▶ SOURCE:

However, what any kind of AI needs in order to perform are data—and here again, we need to have the right data strategy in place. When we achieve that, there is definitely huge potential in the water and wastewater industry for AI in general and generative AI in particular.

View Siemens case study with VA SYD on reducing water leakage with AI.

Siemens has many collaborative relationships with organisations such as Bentley and TU Berlin. What do you see as the role of collaboration in advancing digital twin deployment in the water sector?

Siemens strongly believes that true innovation is born from close collaboration and cooperation between science and business. This is why we think in ecosystems. You cannot create something as complex and multidimensional as a digital twin without having expertise from many fields—so we work with Bentley and TU Berlin, which both bring their specific capabilities to projects. Bentley, as a leader in the water industry, brings strong capabilities in the planning and design phases of developing 4D and XD digital twins; TU Berlin is spearheading research in water, for example with an advanced pump model. Siemens brings broad engineering and operational expertise, and a strong base in software development.

Collaborating with R&D organisations helps create new degrees of freedom, as these institutions are not driven by time to market and return on investment to the extent that businesses are. Whereas businesses are better suited at developing marketable solutions. Most importantly, combining different domain and technology know-how helps to break down silos in thinking and in technologies, which is essential for developing an end-to-end perspective for asset life cycles and for integrating the various data points in engineering, operation, and maintenance. We need this integration to exploit the full potential of digital twins.

What advice would you give to young professionals who are considering a career in the smart water sector, in terms of skills and mindset needed to excel in this field?

Water is the future—and what could be better than to choose a career in that? Smart water is all about integrating the process and the IT, integrating operational technology with information technology. Having skills in both areas is essential to understanding how the convergence of OT and IT can help to optimise operating expense challenges, and it will be even more so in the future. Digital skills in fields such as data science, data analysis, and programming will be very much needed. You need to be open to whatever challenges the future will bring. We are increasingly living in a world of uncertainties, and the water and wastewater industry is no exception to that.

Would I personally encourage young professionals to choose a career in smart water? Definitely. For me, it is highly satisfying and motivating to help secure a safe, reliable, sustainable water supply and to use all the expertise and technologies that we have for this.

▶ WHAT YOU WILL DO:
- a) Answer these questions from the smart water interview, giving one line per answer.
(i) Which two organizations are named as Siemens's collaborators?
(ii) What example is given of TU Berlin's research in water?
(iii) Which fields of digital skills are named as much needed?
- b) Turn the paragraph of the smart water interview that begins "Collaborating with R&D organisations" into a short list that keeps its main facts.
- c) Extract the passage of the smart water interview starting with "However, what any" and going on through "leakage with AI.".

▶ DATA EXTRACT:
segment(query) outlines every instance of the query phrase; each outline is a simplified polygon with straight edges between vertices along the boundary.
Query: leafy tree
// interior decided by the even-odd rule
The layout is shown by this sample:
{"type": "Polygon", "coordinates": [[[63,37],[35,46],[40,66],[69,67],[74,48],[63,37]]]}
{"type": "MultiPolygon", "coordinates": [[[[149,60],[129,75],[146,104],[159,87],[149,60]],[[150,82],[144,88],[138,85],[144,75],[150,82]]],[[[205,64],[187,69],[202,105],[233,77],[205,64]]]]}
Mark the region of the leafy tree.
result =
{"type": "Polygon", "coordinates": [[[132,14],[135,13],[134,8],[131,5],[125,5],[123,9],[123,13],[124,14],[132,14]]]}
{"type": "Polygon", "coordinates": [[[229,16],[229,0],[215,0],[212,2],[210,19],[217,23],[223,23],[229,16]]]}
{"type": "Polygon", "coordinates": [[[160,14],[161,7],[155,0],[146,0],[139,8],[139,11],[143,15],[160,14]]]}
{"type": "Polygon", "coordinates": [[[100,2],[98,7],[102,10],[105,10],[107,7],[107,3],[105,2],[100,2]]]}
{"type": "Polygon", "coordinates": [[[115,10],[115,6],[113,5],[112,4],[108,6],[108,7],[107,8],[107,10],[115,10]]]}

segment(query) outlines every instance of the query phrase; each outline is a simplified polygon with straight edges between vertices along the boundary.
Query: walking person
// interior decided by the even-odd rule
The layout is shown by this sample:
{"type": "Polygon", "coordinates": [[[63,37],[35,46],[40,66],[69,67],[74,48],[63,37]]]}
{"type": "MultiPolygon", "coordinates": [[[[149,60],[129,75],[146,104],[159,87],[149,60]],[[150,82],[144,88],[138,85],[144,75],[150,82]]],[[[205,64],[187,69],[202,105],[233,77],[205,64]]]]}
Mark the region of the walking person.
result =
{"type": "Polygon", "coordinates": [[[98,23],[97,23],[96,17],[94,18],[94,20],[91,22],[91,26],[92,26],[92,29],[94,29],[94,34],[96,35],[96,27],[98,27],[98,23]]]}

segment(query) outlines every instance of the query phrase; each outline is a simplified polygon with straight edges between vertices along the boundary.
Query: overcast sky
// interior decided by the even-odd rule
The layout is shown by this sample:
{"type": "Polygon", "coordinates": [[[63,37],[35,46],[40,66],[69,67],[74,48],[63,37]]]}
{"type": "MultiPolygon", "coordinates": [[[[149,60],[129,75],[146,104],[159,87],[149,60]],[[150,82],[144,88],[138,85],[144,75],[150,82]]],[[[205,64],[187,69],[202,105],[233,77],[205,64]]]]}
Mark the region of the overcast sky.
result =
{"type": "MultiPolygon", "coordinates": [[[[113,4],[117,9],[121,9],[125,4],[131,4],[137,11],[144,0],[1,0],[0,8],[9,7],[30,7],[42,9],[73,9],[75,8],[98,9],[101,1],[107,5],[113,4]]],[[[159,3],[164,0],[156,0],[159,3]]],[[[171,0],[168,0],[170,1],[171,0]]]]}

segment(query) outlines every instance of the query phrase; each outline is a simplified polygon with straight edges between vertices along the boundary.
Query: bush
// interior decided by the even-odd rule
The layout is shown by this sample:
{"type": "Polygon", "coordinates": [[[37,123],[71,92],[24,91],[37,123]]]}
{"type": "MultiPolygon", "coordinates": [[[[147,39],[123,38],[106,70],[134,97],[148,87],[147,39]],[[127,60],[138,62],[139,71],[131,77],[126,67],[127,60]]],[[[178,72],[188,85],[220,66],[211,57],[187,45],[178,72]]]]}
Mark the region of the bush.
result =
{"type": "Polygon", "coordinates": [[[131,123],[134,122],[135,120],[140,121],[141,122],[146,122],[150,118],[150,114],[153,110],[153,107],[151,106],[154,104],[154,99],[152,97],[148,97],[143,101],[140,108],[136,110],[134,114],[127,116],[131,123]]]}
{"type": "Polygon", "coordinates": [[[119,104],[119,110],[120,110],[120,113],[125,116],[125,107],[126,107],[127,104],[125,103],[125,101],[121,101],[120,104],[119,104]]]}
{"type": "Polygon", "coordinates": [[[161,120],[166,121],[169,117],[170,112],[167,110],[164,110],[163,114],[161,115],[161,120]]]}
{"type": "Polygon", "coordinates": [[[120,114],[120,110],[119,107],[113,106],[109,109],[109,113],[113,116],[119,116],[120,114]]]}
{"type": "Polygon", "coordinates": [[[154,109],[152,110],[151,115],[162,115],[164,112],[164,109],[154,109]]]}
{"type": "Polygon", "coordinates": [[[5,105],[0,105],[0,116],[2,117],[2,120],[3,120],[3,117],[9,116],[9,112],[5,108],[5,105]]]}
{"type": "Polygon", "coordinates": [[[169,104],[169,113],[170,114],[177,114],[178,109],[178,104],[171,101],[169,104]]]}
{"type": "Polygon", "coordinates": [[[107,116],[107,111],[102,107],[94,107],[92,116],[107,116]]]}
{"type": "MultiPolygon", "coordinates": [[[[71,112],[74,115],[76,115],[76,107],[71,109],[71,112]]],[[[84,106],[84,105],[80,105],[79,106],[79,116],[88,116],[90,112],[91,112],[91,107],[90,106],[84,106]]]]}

▶ RESPONSES TO THE TASKS:
- a)
(i) Bentley and TU Berlin.
(ii) An advanced pump model.
(iii) Data science, data analysis, and programming.

- b)
- R&D organizations create new degrees of freedom because they are less driven by time to market and return on investment than businesses.
- Businesses are better suited to developing marketable solutions.
- Combining different domain and technology know-how breaks down silos in thinking and in technologies.
- This is essential for an end-to-end view of asset life cycles and for integrating data points in engineering, operation, and maintenance.
- That integration is needed to exploit the full potential of digital twins.

- c)
However, what any kind of AI needs in order to perform are data—and here again, we need to have the right data strategy in place. When we achieve that, there is definitely huge potential in the water and wastewater industry for AI in general and generative AI in particular.

View Siemens case study with VA SYD on reducing water leakage with AI.